**DIRECTIONS:** Copy the entries below, changing each "positive clicks" to "foreground clicks" and keeping everything else the same. Leave the pictures out of your answer.

### DATA FOR PROCESSING

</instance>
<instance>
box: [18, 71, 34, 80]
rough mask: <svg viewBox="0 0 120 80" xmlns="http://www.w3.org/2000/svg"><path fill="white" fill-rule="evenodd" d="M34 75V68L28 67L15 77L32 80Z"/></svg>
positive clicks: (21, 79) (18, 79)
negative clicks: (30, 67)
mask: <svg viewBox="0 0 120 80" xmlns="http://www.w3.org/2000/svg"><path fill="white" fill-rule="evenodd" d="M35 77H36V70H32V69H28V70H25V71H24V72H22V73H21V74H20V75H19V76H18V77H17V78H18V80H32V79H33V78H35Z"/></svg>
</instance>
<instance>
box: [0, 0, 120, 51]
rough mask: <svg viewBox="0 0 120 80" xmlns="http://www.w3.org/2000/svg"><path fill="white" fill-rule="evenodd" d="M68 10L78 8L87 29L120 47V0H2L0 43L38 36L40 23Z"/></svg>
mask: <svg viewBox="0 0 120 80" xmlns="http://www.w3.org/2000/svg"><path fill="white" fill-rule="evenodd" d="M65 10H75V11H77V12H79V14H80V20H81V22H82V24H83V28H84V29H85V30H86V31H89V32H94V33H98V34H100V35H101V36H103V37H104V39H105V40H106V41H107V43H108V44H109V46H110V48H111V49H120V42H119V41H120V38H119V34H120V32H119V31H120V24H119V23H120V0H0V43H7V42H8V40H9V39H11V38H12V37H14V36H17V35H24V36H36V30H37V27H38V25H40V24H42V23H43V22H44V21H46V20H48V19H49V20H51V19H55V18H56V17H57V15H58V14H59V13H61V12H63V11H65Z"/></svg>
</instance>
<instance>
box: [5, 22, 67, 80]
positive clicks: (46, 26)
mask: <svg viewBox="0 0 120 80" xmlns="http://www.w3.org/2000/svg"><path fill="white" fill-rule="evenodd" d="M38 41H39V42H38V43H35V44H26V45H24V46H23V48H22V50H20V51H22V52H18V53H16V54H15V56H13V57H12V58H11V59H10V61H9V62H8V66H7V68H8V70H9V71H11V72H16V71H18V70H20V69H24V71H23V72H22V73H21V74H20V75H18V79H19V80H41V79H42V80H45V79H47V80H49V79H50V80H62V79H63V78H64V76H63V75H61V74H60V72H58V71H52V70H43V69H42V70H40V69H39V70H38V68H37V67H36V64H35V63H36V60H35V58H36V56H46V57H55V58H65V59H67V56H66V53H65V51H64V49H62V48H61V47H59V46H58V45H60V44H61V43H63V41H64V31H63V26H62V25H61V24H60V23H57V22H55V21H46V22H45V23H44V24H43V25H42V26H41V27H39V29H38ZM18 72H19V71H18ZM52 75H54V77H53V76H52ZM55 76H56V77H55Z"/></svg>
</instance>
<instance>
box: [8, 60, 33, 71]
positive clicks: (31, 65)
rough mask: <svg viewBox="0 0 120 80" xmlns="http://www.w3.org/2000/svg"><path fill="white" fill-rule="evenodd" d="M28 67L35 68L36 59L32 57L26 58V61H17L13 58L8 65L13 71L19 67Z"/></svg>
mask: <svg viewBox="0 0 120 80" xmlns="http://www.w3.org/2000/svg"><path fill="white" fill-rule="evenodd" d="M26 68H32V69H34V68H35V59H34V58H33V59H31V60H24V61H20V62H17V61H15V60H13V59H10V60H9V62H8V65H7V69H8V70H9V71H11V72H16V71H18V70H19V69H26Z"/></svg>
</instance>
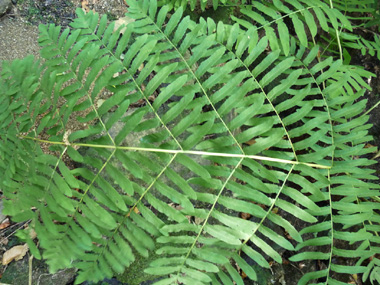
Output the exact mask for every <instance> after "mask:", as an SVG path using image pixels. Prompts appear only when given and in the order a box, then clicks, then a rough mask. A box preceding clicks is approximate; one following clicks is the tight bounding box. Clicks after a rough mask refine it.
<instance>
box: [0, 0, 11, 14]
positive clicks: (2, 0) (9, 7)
mask: <svg viewBox="0 0 380 285" xmlns="http://www.w3.org/2000/svg"><path fill="white" fill-rule="evenodd" d="M11 4H12V1H11V0H0V17H1V16H3V15H4V14H5V13H6V12H7V11H8V10H9V8H10V7H11Z"/></svg>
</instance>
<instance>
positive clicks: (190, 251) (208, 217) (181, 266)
mask: <svg viewBox="0 0 380 285" xmlns="http://www.w3.org/2000/svg"><path fill="white" fill-rule="evenodd" d="M243 160H244V158H241V159H240V160H239V162H238V163H237V164H236V165H235V167H234V169H233V170H232V171H231V173H230V175H228V177H227V179H226V181H224V183H223V185H222V187H221V189H220V190H219V193H218V195H217V196H216V198H215V201H214V203H213V204H212V206H211V208H210V211H209V212H208V214H207V217H206V218H205V220H204V221H203V224H202V226H201V228H200V229H199V232H198V235H197V237H196V238H195V239H194V242H193V244H192V245H191V246H190V248H189V250H188V252H187V254H186V256H185V258H184V260H183V262H182V264H181V266H180V269H179V270H178V271H177V274H176V275H177V281H178V275H179V273H180V271H181V268H182V267H183V266H184V265H185V263H186V260H187V259H188V258H189V256H190V254H191V251H192V249H193V248H194V247H195V245H196V243H197V241H198V239H199V237H200V236H201V234H202V232H203V229H204V228H205V226H206V225H207V222H208V220H209V218H210V217H211V214H212V212H213V210H214V208H215V206H216V204H217V203H218V200H219V198H220V196H221V195H222V192H223V190H224V189H225V188H226V186H227V183H228V182H229V181H230V180H231V178H232V176H233V175H234V173H235V171H236V169H238V167H239V166H240V165H241V163H242V162H243Z"/></svg>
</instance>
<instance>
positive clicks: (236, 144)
mask: <svg viewBox="0 0 380 285" xmlns="http://www.w3.org/2000/svg"><path fill="white" fill-rule="evenodd" d="M141 12H143V13H144V11H141ZM147 18H149V19H150V20H151V24H152V25H155V26H156V28H157V30H158V31H159V32H160V33H161V34H162V35H163V36H164V37H165V39H166V41H167V42H168V43H170V44H171V46H172V48H173V49H174V50H175V51H176V52H177V54H178V55H179V57H180V58H181V60H182V61H183V63H184V64H185V65H186V68H187V69H188V70H189V72H190V73H191V74H192V76H193V78H194V79H195V80H196V82H197V83H198V85H199V87H200V89H201V90H202V92H203V94H204V95H205V97H206V99H207V101H208V102H209V104H210V105H211V107H212V109H213V110H214V112H215V114H216V116H217V117H218V119H219V120H220V121H221V122H222V124H223V126H224V127H225V129H226V130H227V132H228V134H229V135H230V136H231V137H232V139H233V140H234V141H235V144H236V145H237V146H238V148H239V150H240V152H241V153H243V154H244V153H245V152H244V150H243V148H242V147H241V145H240V144H239V142H238V141H237V140H236V138H235V136H234V135H233V134H232V132H231V130H230V129H229V128H228V126H227V124H226V122H225V121H224V120H223V119H222V117H221V115H220V114H219V112H218V111H217V110H216V108H215V106H214V104H213V103H212V102H211V99H210V97H209V96H208V95H207V92H206V90H205V89H204V87H203V85H202V83H201V82H200V80H199V79H198V77H197V76H196V75H195V73H194V71H193V69H192V68H191V66H190V65H189V63H188V62H187V61H186V59H185V57H184V56H183V55H182V54H181V53H180V51H179V50H178V48H177V46H176V45H175V44H173V42H172V41H171V40H170V39H169V37H168V36H167V35H166V34H165V33H164V32H163V31H162V30H161V29H160V28H159V27H158V26H157V24H156V22H155V21H154V19H153V20H152V19H151V18H150V17H149V16H148V15H147ZM147 101H149V100H147ZM148 103H149V104H150V102H148ZM164 126H166V125H165V124H164ZM181 149H182V148H181Z"/></svg>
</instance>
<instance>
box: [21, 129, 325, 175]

######

**REPLY TO THE TASK:**
</instance>
<instance>
box: [18, 71, 34, 80]
rough mask: <svg viewBox="0 0 120 80" xmlns="http://www.w3.org/2000/svg"><path fill="white" fill-rule="evenodd" d="M34 75V68L28 67L15 77L32 80Z"/></svg>
foreground clicks: (21, 79) (18, 79)
negative clicks: (30, 67)
mask: <svg viewBox="0 0 120 80" xmlns="http://www.w3.org/2000/svg"><path fill="white" fill-rule="evenodd" d="M35 77H36V70H32V69H28V70H25V71H24V72H22V73H21V74H20V75H19V76H18V77H17V78H18V80H32V79H33V78H35Z"/></svg>
</instance>
<instance>
box: [0, 0, 120, 51]
rough mask: <svg viewBox="0 0 120 80" xmlns="http://www.w3.org/2000/svg"><path fill="white" fill-rule="evenodd" d="M68 10L78 8L87 29L120 47V0H2L0 43L38 36L40 23Z"/></svg>
mask: <svg viewBox="0 0 120 80" xmlns="http://www.w3.org/2000/svg"><path fill="white" fill-rule="evenodd" d="M65 10H75V11H77V12H79V14H80V20H81V22H82V24H83V28H84V29H85V30H86V31H89V32H94V33H98V34H100V35H101V36H103V37H104V39H105V40H106V41H107V43H108V44H109V46H110V48H111V49H120V42H119V41H120V38H119V34H120V32H119V31H120V24H119V23H120V0H0V43H7V42H8V40H9V39H11V38H12V37H14V36H17V35H24V36H36V30H37V27H38V25H40V24H42V23H43V22H44V21H46V20H48V19H49V20H51V19H55V18H56V17H57V15H58V14H59V13H61V12H63V11H65Z"/></svg>
</instance>
<instance>
box: [5, 22, 67, 80]
foreground clicks: (46, 26)
mask: <svg viewBox="0 0 120 80" xmlns="http://www.w3.org/2000/svg"><path fill="white" fill-rule="evenodd" d="M38 41H39V42H38V43H35V44H26V45H24V46H23V48H22V50H20V51H22V52H18V53H16V54H15V56H13V57H12V58H11V59H10V61H9V62H8V66H7V68H8V70H9V71H11V72H16V71H18V70H20V69H24V71H23V72H22V73H21V74H20V75H18V79H19V80H41V79H42V80H45V79H47V80H49V79H50V80H62V79H63V78H64V76H63V75H61V74H60V72H58V71H52V70H43V69H42V70H40V69H39V70H38V68H37V67H36V64H35V63H36V60H35V58H36V56H46V57H55V58H65V59H67V56H66V53H65V51H64V49H62V48H61V47H59V46H58V45H60V44H61V43H63V41H64V31H63V26H62V25H61V24H60V23H57V22H55V21H46V22H45V23H44V24H43V25H42V26H41V27H39V29H38ZM18 72H19V71H18ZM52 75H54V77H53V76H52ZM55 76H56V77H55Z"/></svg>
</instance>
<instance>
box: [8, 60, 33, 71]
foreground clicks: (31, 65)
rough mask: <svg viewBox="0 0 120 80" xmlns="http://www.w3.org/2000/svg"><path fill="white" fill-rule="evenodd" d="M28 67L35 68L36 59L32 57L26 58V61H17L13 58L8 65L13 71L19 67Z"/></svg>
mask: <svg viewBox="0 0 120 80" xmlns="http://www.w3.org/2000/svg"><path fill="white" fill-rule="evenodd" d="M26 68H32V69H34V68H35V59H34V58H33V59H31V60H24V61H20V62H17V61H15V60H13V59H10V60H9V62H8V65H7V69H8V70H9V71H11V72H16V71H18V70H19V69H26Z"/></svg>
</instance>
Output the exact mask for every <instance> after "mask:", as an SVG path using image pixels. Prompts appear only when given and in the order a box, then clicks, then a rough mask. A box preceding clicks is approximate; one following clicks is the tight bounding box. Clicks after a rough mask refine it.
<instance>
box: [0, 0, 11, 14]
foreground clicks: (2, 0) (9, 7)
mask: <svg viewBox="0 0 380 285" xmlns="http://www.w3.org/2000/svg"><path fill="white" fill-rule="evenodd" d="M11 4H12V1H11V0H0V17H1V16H3V15H4V14H5V13H6V12H7V11H8V10H9V8H10V7H11Z"/></svg>
</instance>
<instance>
foreground clicks: (190, 251) (208, 217) (181, 266)
mask: <svg viewBox="0 0 380 285" xmlns="http://www.w3.org/2000/svg"><path fill="white" fill-rule="evenodd" d="M243 160H244V158H241V159H240V160H239V162H238V163H237V164H236V165H235V167H234V169H233V170H232V171H231V173H230V175H228V177H227V179H226V181H224V183H223V185H222V187H221V189H220V190H219V193H218V195H217V196H216V198H215V201H214V203H213V204H212V206H211V208H210V211H209V212H208V214H207V217H206V218H205V220H204V221H203V224H202V226H201V228H200V229H199V232H198V235H197V237H196V238H195V239H194V242H193V244H192V245H191V246H190V248H189V250H188V252H187V254H186V256H185V258H184V260H183V262H182V264H181V266H180V269H179V270H178V271H177V274H176V275H177V281H178V275H179V273H180V271H181V268H182V267H183V266H184V265H185V263H186V260H187V259H188V258H189V256H190V254H191V251H192V249H193V248H194V247H195V245H196V243H197V241H198V239H199V237H200V236H201V234H202V232H203V229H204V228H205V226H206V225H207V222H208V220H209V218H210V217H211V214H212V212H213V210H214V208H215V206H216V204H217V203H218V200H219V198H220V196H221V195H222V192H223V190H224V189H225V188H226V186H227V183H228V182H229V181H230V180H231V178H232V176H233V175H234V173H235V171H236V169H238V167H239V166H240V165H241V163H242V162H243Z"/></svg>
</instance>
<instance>
foreground clicks: (236, 144)
mask: <svg viewBox="0 0 380 285" xmlns="http://www.w3.org/2000/svg"><path fill="white" fill-rule="evenodd" d="M141 12H143V13H144V11H141ZM147 18H149V19H150V20H151V24H152V25H155V26H156V28H157V30H158V31H159V32H160V33H161V34H162V35H163V36H164V37H165V39H166V41H167V42H168V43H170V44H171V46H172V48H173V49H174V50H175V51H176V52H177V54H178V55H179V57H180V58H181V60H182V61H183V63H184V64H185V65H186V68H187V69H188V70H189V72H190V73H191V74H192V76H193V78H194V79H195V80H196V82H197V83H198V85H199V87H200V89H201V90H202V92H203V94H204V95H205V97H206V99H207V101H208V102H209V104H210V105H211V107H212V109H213V110H214V112H215V114H216V116H217V117H218V119H219V120H220V121H221V122H222V124H223V126H224V127H225V129H226V130H227V132H228V134H229V135H230V136H231V137H232V139H233V140H234V141H235V144H236V145H237V146H238V148H239V150H240V152H241V153H243V154H244V153H245V152H244V150H243V148H242V147H241V145H240V144H239V142H238V141H237V140H236V138H235V136H234V135H233V134H232V132H231V130H230V129H229V128H228V126H227V124H226V122H225V121H224V120H223V119H222V117H221V115H220V114H219V112H218V111H217V110H216V108H215V106H214V104H213V103H212V102H211V99H210V97H209V96H208V95H207V92H206V90H205V89H204V87H203V85H202V83H201V82H200V80H199V79H198V77H197V76H196V75H195V73H194V71H193V69H192V68H191V66H190V65H189V63H188V62H187V61H186V59H185V57H184V56H183V55H182V54H181V53H180V51H179V50H178V48H177V46H176V45H175V44H173V42H172V41H171V40H170V39H169V37H168V36H167V35H166V34H165V33H164V32H163V31H162V30H161V29H160V28H159V27H158V26H157V24H156V22H155V21H154V19H153V20H152V19H151V18H150V17H149V16H148V15H147ZM147 101H149V100H147ZM148 103H149V104H150V102H148ZM164 126H166V125H165V124H164ZM181 149H182V148H181Z"/></svg>
</instance>
<instance>
box: [21, 129, 325, 175]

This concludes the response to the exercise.